TEXTO PROPORCIONADO —
========================================

Claro está que los sucedidos que cuento han estado ligados cada uno de ellos a una hoja concreta del calendario, aunque las más de las veces barrida definitivamente de nuestra memoria por el vendaval del olvido. ¡Qué más da! A medida que voy martilleando los impactos gráficos de mis recuerdos en la pantalla del ordenador, me reafirmo en la convicción de que lo que más importa rememorar son las personas, algunas casi como realidades intemporales, otras presentes en todos nuestros tiempos posibles. Ahora, cada uno de nosotros somos como somos en buena medida porque, a lo largo del tiempo, hemos sido guijarros en el lecho del mismo río. A fuerza de los golpes recibidos del caudal fluctuante de la vida, del roce casi cotidiano con los demás que ésta nos ha producido con sus vaivenes, que en algunos pocos casos hasta ha podido ser muy abrasivo, arrastrados todos por la misma corriente, hemos llegado hasta este espacio temporal en donde, habiendo dejado atrás los parajes más abruptos, el cauce vital parece remansarse, cuando en realidad se aproxima a la desembocadura, llevándose consigo alguna de aquellas una vez jóvenes piedras de río, ahora ya con las formas del carácter muy redondeadas y sin apenas aristas.

========================================

DATOS MOSTRADOS —
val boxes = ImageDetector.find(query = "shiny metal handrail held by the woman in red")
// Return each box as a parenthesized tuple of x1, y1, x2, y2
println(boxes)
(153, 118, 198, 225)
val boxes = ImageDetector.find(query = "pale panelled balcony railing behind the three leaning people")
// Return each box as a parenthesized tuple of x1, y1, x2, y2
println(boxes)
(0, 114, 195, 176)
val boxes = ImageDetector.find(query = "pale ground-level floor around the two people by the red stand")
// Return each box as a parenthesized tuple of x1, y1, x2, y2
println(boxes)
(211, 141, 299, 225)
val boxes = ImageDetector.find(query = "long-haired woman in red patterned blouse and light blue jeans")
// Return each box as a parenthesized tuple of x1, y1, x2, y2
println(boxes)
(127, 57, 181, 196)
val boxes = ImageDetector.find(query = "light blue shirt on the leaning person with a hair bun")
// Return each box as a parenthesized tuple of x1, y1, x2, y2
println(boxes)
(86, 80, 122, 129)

========================================

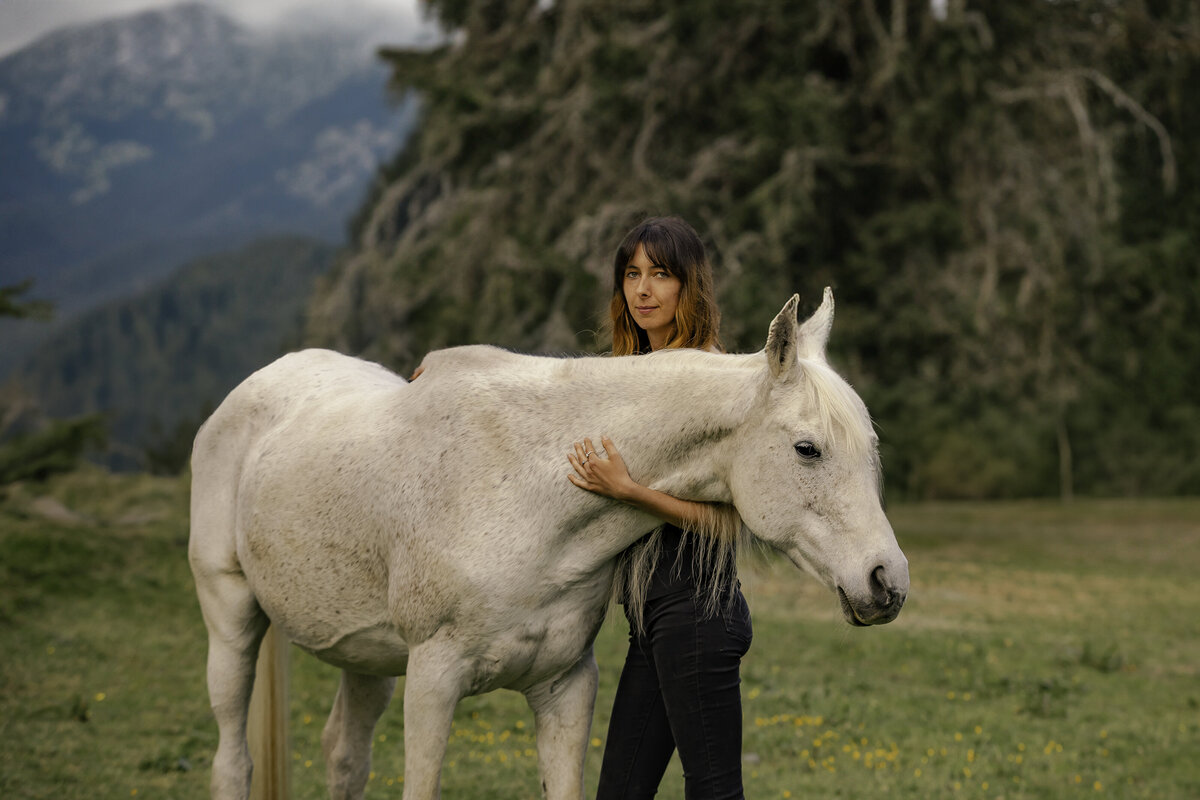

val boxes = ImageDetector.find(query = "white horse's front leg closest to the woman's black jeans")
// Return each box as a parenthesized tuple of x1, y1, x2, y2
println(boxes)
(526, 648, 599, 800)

========================================

DETALLES DE LA TAREA —
Por favor, pasa al inglés esta oración del texto proporcionado: «Ahora, cada uno de nosotros somos como somos en buena medida porque, a lo largo del tiempo, hemos sido guijarros en el lecho del mismo río».

RESPUESTA DEL EJERCICIO —
Now, each of us is the way we are largely because, over time, we have been pebbles in the bed of the same river.